> Problem statement
Could you output only the lines from the one containing "Locate the tree, returning" through the last line of the data, both included?

> Excerpted records
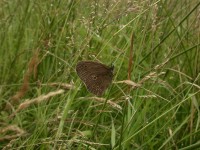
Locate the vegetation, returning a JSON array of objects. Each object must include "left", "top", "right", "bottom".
[{"left": 0, "top": 0, "right": 200, "bottom": 149}]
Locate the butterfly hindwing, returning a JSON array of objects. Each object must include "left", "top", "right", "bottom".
[
  {"left": 76, "top": 61, "right": 113, "bottom": 96},
  {"left": 84, "top": 73, "right": 112, "bottom": 96}
]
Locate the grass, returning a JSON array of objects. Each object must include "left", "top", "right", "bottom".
[{"left": 0, "top": 0, "right": 200, "bottom": 149}]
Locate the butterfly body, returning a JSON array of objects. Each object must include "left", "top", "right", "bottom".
[{"left": 76, "top": 61, "right": 114, "bottom": 96}]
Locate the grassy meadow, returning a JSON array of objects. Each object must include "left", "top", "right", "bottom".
[{"left": 0, "top": 0, "right": 200, "bottom": 149}]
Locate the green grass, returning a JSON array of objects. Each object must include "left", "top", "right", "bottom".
[{"left": 0, "top": 0, "right": 200, "bottom": 149}]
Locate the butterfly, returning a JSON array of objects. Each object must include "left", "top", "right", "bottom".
[{"left": 76, "top": 61, "right": 114, "bottom": 96}]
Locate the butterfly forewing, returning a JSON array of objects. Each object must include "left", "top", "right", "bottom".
[{"left": 76, "top": 61, "right": 113, "bottom": 96}]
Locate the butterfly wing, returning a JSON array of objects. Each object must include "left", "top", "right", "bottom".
[{"left": 76, "top": 61, "right": 113, "bottom": 96}]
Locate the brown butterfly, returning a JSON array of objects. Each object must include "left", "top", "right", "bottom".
[{"left": 76, "top": 61, "right": 114, "bottom": 96}]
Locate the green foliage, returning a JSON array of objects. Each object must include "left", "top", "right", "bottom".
[{"left": 0, "top": 0, "right": 200, "bottom": 149}]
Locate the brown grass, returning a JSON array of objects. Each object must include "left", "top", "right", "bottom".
[{"left": 4, "top": 49, "right": 40, "bottom": 111}]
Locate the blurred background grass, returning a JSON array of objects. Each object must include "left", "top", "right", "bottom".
[{"left": 0, "top": 0, "right": 200, "bottom": 149}]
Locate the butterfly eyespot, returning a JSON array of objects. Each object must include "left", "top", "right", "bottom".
[
  {"left": 91, "top": 75, "right": 97, "bottom": 80},
  {"left": 76, "top": 61, "right": 114, "bottom": 96}
]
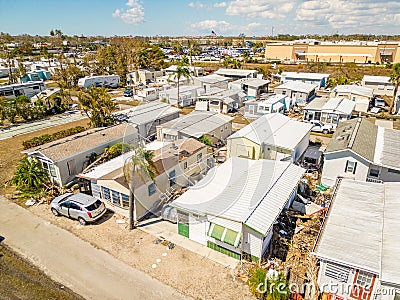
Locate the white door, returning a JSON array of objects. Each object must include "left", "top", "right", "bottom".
[{"left": 189, "top": 214, "right": 207, "bottom": 246}]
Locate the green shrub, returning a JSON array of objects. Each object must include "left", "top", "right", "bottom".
[{"left": 23, "top": 126, "right": 86, "bottom": 149}]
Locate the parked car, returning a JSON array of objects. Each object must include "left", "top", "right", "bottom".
[
  {"left": 50, "top": 193, "right": 106, "bottom": 225},
  {"left": 124, "top": 89, "right": 133, "bottom": 97},
  {"left": 300, "top": 147, "right": 323, "bottom": 171},
  {"left": 309, "top": 120, "right": 336, "bottom": 134},
  {"left": 374, "top": 97, "right": 386, "bottom": 108}
]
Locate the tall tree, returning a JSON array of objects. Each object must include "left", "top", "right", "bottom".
[
  {"left": 389, "top": 63, "right": 400, "bottom": 114},
  {"left": 123, "top": 147, "right": 157, "bottom": 230},
  {"left": 78, "top": 87, "right": 116, "bottom": 127},
  {"left": 169, "top": 62, "right": 191, "bottom": 108}
]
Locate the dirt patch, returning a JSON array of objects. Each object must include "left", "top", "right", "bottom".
[
  {"left": 0, "top": 243, "right": 83, "bottom": 300},
  {"left": 0, "top": 118, "right": 90, "bottom": 194},
  {"left": 21, "top": 202, "right": 253, "bottom": 300}
]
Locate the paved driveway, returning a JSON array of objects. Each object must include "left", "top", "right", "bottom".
[
  {"left": 0, "top": 112, "right": 86, "bottom": 141},
  {"left": 0, "top": 197, "right": 188, "bottom": 300}
]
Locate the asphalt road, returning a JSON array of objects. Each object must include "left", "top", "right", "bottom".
[
  {"left": 0, "top": 197, "right": 188, "bottom": 300},
  {"left": 0, "top": 112, "right": 86, "bottom": 141}
]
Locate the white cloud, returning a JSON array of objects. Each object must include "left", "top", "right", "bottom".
[
  {"left": 226, "top": 0, "right": 295, "bottom": 19},
  {"left": 113, "top": 0, "right": 144, "bottom": 24},
  {"left": 191, "top": 20, "right": 233, "bottom": 33},
  {"left": 213, "top": 2, "right": 227, "bottom": 8},
  {"left": 188, "top": 1, "right": 204, "bottom": 9},
  {"left": 190, "top": 20, "right": 268, "bottom": 35},
  {"left": 296, "top": 0, "right": 400, "bottom": 30}
]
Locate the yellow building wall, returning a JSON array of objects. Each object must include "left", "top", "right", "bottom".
[
  {"left": 265, "top": 43, "right": 400, "bottom": 63},
  {"left": 227, "top": 137, "right": 261, "bottom": 160}
]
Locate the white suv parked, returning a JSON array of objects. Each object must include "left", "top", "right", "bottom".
[{"left": 309, "top": 120, "right": 336, "bottom": 134}]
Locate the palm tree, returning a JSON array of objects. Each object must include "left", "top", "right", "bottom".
[
  {"left": 169, "top": 62, "right": 191, "bottom": 108},
  {"left": 12, "top": 157, "right": 50, "bottom": 193},
  {"left": 78, "top": 87, "right": 116, "bottom": 127},
  {"left": 123, "top": 147, "right": 157, "bottom": 230},
  {"left": 389, "top": 63, "right": 400, "bottom": 114}
]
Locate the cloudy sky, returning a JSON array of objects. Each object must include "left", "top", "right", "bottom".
[{"left": 1, "top": 0, "right": 399, "bottom": 36}]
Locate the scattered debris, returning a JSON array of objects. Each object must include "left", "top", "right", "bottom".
[
  {"left": 167, "top": 242, "right": 175, "bottom": 250},
  {"left": 162, "top": 252, "right": 167, "bottom": 257},
  {"left": 25, "top": 199, "right": 36, "bottom": 206},
  {"left": 116, "top": 219, "right": 125, "bottom": 224},
  {"left": 151, "top": 264, "right": 157, "bottom": 269},
  {"left": 156, "top": 258, "right": 161, "bottom": 263}
]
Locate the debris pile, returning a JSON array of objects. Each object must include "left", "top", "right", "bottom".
[{"left": 235, "top": 258, "right": 284, "bottom": 283}]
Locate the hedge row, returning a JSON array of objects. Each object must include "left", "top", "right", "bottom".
[{"left": 23, "top": 126, "right": 87, "bottom": 150}]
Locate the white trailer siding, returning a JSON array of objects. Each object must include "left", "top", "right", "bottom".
[
  {"left": 188, "top": 214, "right": 208, "bottom": 246},
  {"left": 78, "top": 75, "right": 120, "bottom": 89},
  {"left": 321, "top": 150, "right": 370, "bottom": 186},
  {"left": 242, "top": 225, "right": 263, "bottom": 259}
]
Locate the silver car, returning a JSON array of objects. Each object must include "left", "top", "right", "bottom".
[{"left": 50, "top": 193, "right": 106, "bottom": 225}]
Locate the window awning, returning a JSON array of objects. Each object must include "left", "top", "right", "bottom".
[{"left": 208, "top": 223, "right": 241, "bottom": 247}]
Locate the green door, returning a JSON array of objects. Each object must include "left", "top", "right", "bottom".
[{"left": 178, "top": 222, "right": 189, "bottom": 237}]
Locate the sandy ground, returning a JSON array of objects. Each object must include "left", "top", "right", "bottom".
[{"left": 22, "top": 202, "right": 253, "bottom": 300}]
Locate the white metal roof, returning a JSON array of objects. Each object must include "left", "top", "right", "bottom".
[
  {"left": 315, "top": 179, "right": 400, "bottom": 284},
  {"left": 304, "top": 97, "right": 328, "bottom": 110},
  {"left": 262, "top": 94, "right": 288, "bottom": 105},
  {"left": 233, "top": 78, "right": 270, "bottom": 87},
  {"left": 275, "top": 81, "right": 317, "bottom": 93},
  {"left": 118, "top": 102, "right": 180, "bottom": 126},
  {"left": 362, "top": 75, "right": 391, "bottom": 84},
  {"left": 374, "top": 126, "right": 400, "bottom": 171},
  {"left": 228, "top": 113, "right": 313, "bottom": 151},
  {"left": 314, "top": 179, "right": 384, "bottom": 273},
  {"left": 332, "top": 85, "right": 373, "bottom": 98},
  {"left": 381, "top": 183, "right": 400, "bottom": 285},
  {"left": 171, "top": 157, "right": 304, "bottom": 235},
  {"left": 282, "top": 72, "right": 330, "bottom": 80},
  {"left": 321, "top": 97, "right": 355, "bottom": 115},
  {"left": 215, "top": 68, "right": 257, "bottom": 77},
  {"left": 194, "top": 74, "right": 229, "bottom": 84}
]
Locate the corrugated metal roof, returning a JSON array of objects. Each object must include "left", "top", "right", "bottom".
[
  {"left": 228, "top": 113, "right": 313, "bottom": 151},
  {"left": 375, "top": 127, "right": 400, "bottom": 170},
  {"left": 215, "top": 68, "right": 257, "bottom": 77},
  {"left": 315, "top": 179, "right": 400, "bottom": 284},
  {"left": 321, "top": 98, "right": 355, "bottom": 115},
  {"left": 275, "top": 81, "right": 317, "bottom": 93},
  {"left": 362, "top": 75, "right": 391, "bottom": 84},
  {"left": 381, "top": 183, "right": 400, "bottom": 284},
  {"left": 332, "top": 85, "right": 373, "bottom": 98},
  {"left": 314, "top": 179, "right": 384, "bottom": 273},
  {"left": 304, "top": 97, "right": 329, "bottom": 110},
  {"left": 119, "top": 102, "right": 180, "bottom": 126},
  {"left": 171, "top": 157, "right": 304, "bottom": 236},
  {"left": 282, "top": 72, "right": 330, "bottom": 80}
]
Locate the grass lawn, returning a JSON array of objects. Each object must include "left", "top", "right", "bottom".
[
  {"left": 0, "top": 243, "right": 83, "bottom": 300},
  {"left": 0, "top": 118, "right": 89, "bottom": 195}
]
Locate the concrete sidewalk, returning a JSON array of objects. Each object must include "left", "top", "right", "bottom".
[
  {"left": 138, "top": 218, "right": 239, "bottom": 269},
  {"left": 0, "top": 197, "right": 188, "bottom": 300}
]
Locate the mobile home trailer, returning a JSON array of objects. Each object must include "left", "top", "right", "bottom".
[
  {"left": 0, "top": 81, "right": 46, "bottom": 99},
  {"left": 78, "top": 75, "right": 120, "bottom": 89}
]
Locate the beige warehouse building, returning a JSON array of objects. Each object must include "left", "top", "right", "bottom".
[{"left": 265, "top": 41, "right": 400, "bottom": 64}]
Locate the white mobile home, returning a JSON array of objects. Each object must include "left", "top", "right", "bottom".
[
  {"left": 314, "top": 179, "right": 400, "bottom": 300},
  {"left": 361, "top": 75, "right": 395, "bottom": 96},
  {"left": 157, "top": 111, "right": 233, "bottom": 143},
  {"left": 227, "top": 113, "right": 313, "bottom": 162},
  {"left": 321, "top": 118, "right": 400, "bottom": 186},
  {"left": 214, "top": 68, "right": 258, "bottom": 81},
  {"left": 244, "top": 94, "right": 291, "bottom": 118},
  {"left": 0, "top": 81, "right": 46, "bottom": 99},
  {"left": 303, "top": 97, "right": 355, "bottom": 125},
  {"left": 22, "top": 124, "right": 138, "bottom": 186},
  {"left": 274, "top": 81, "right": 317, "bottom": 104},
  {"left": 330, "top": 85, "right": 373, "bottom": 113},
  {"left": 229, "top": 78, "right": 270, "bottom": 99},
  {"left": 159, "top": 85, "right": 204, "bottom": 107},
  {"left": 78, "top": 75, "right": 120, "bottom": 89},
  {"left": 171, "top": 157, "right": 305, "bottom": 261},
  {"left": 136, "top": 87, "right": 158, "bottom": 101},
  {"left": 280, "top": 72, "right": 330, "bottom": 88},
  {"left": 118, "top": 102, "right": 181, "bottom": 138}
]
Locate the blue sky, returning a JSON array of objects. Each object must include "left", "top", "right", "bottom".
[{"left": 1, "top": 0, "right": 399, "bottom": 37}]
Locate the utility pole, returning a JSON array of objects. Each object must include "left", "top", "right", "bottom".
[{"left": 271, "top": 26, "right": 274, "bottom": 38}]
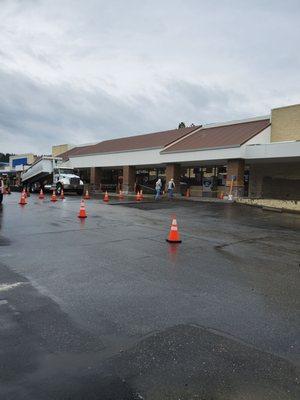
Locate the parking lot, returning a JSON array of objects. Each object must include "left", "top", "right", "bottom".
[{"left": 0, "top": 193, "right": 299, "bottom": 399}]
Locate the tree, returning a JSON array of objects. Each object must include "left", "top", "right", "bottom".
[
  {"left": 0, "top": 153, "right": 12, "bottom": 163},
  {"left": 178, "top": 122, "right": 186, "bottom": 129}
]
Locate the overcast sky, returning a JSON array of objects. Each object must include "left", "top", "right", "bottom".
[{"left": 0, "top": 0, "right": 299, "bottom": 154}]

> Response below
Locate the tree, returning a JSON array of objects. Each object must include "left", "top", "right", "bottom".
[
  {"left": 0, "top": 153, "right": 12, "bottom": 163},
  {"left": 178, "top": 122, "right": 186, "bottom": 129}
]
Locate the overcast sky, returning a JSON array of objects. Each object must include "left", "top", "right", "bottom".
[{"left": 0, "top": 0, "right": 299, "bottom": 154}]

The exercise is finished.